START Selected extract

November 22, 2011

Lewis Lapham’s revolutionary reading list

by

In the wake of the two month anniversary of Occupy Wall Street, we asked Lewis Lapham, the founder of Lapham’s Quarterly and the former editor of Harper’s, what books he would recommend in order to better understand the current political climate. Lapham wrote in an e-mail, “None of the books on the following list preach revolution, but they provide some of the back story for what we now see in the news footage from Occupy Wall Street.” In order to look to the future, we often have to look into the past for answers, and who else is better equipped to assist us in this journey than one of the most erudite critics we have in this country?

Here is his revolutionary reading list:

American Colossus—H. W. Brands
The Barbaric Heart—Curtis White
The Relentless Revolution—Joyce Appleby
Theory of the Leisure Class—Thorstein Veblen
Folklore of Capitalism—Thurman Arnold
The Big Short—Michael Lewis
Merchant of Venice—William Shakespeare
Rameau’s Nephew—Denis Diderot
Age of Greed—Jeff Maddrick
The Politicos—Matthew Joseph
Are We Rome?—Cullen Murphy
Letter to Commodore Vanderbilt, Letter to the Children Who Sit in Darkness—Mark Twain
Money and Class in America—Lewis H. Lapham

What titles would you add, dear readers?

END Selected extract

**Set of tasks:**
#1 Answer these questions from the reading list post:
(a) Which quarterly did Lewis Lapham found?
(b) Who wrote The Relentless Revolution?
(c) Which two letters by Mark Twain are on the list?
#2 Can you quote the stretch of the reading list post from "November 22, 2011" through "in this country?"?
You won't need the items that follow the reading list post.

START Dataset entries

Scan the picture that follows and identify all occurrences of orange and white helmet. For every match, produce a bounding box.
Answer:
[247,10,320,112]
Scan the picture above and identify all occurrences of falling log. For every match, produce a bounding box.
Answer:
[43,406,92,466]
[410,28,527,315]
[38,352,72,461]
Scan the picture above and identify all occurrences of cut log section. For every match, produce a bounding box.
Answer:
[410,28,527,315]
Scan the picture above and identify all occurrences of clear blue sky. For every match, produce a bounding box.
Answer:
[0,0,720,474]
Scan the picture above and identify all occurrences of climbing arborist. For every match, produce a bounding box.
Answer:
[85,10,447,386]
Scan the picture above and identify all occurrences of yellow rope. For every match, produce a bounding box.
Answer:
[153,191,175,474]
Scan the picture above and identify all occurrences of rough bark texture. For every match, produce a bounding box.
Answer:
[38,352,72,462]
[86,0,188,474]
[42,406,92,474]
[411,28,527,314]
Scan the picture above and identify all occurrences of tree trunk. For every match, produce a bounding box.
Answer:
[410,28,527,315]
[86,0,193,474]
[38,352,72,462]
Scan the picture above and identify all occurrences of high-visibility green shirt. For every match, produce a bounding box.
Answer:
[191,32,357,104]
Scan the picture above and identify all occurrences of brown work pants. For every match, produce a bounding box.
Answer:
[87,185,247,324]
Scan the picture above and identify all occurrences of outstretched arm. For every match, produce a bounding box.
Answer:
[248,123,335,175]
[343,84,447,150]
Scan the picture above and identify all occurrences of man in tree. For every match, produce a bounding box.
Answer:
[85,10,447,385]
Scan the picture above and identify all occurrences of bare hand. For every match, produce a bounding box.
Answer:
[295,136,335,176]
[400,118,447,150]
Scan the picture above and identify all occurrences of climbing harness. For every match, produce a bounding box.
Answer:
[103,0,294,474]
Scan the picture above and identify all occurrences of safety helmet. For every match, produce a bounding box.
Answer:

END Dataset entries

**Solutions below:**
#1
(a) Lapham's Quarterly
(b) Joyce Appleby
(c) Letter to Commodore Vanderbilt and Letter to the Children Who Sit in Darkness

#2
November 22, 2011

Lewis Lapham’s revolutionary reading list

by

In the wake of the two month anniversary of Occupy Wall Street, we asked Lewis Lapham, the founder of Lapham’s Quarterly and the former editor of Harper’s, what books he would recommend in order to better understand the current political climate. Lapham wrote in an e-mail, “None of the books on the following list preach revolution, but they provide some of the back story for what we now see in the news footage from Occupy Wall Street.” In order to look to the future, we often have to look into the past for answers, and who else is better equipped to assist us in this journey than one of the most erudite critics we have in this country?